**SELECTED EXTRACT:**

We were both shortlisted for a prized travel writer internship position with G Adventures in Toronto and I admired his rock solid empowerment and personal brand from the get go. He is a former aerospace engineer turned brand & marketing strategist and leadership coach. I gravitate towards his writing because he adheres to his blog mantra when he posts: Dream. Explore. Discover. Inspire.  He is also consistent with his brand via Facebook and Twitter and has a graphically tidy and splashy site:

http://ryancoelho.com/    Alexa:  7,379,662

A Bus Called Forward

A mutual friend in Mexico thought Keph (Matador U alumni) and I would get on like a house on fire with our shared passions. He thought our writing had a similar slant and groove. I was flattered and became hooked on A Bus Called Forward. Keph’s photos will transport you to everywhere she has been in a blink and her succinct words fill in the textures, temperature and tastes.

**PROVIDED DATA:**
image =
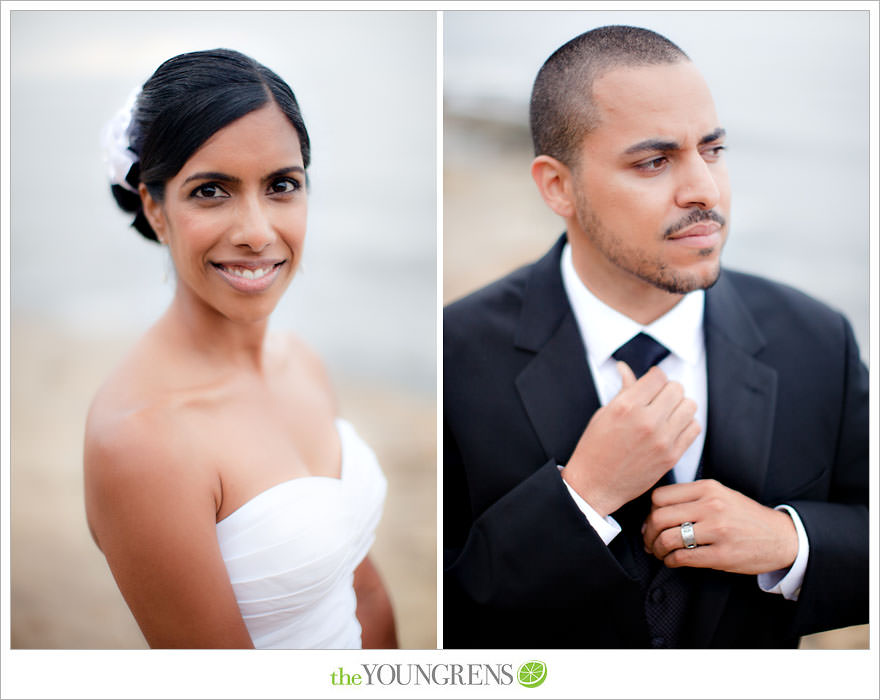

**WORK TO BE COMPLETED:** Transcribe the passage about travel bloggers word for word, from "http://ryancoe" to "temperature and tastes.".

**ANSWER FOR THE TASK:**
http://ryancoelho.com/    Alexa:  7,379,662

A Bus Called Forward

A mutual friend in Mexico thought Keph (Matador U alumni) and I would get on like a house on fire with our shared passions. He thought our writing had a similar slant and groove. I was flattered and became hooked on A Bus Called Forward. Keph’s photos will transport you to everywhere she has been in a blink and her succinct words fill in the textures, temperature and tastes.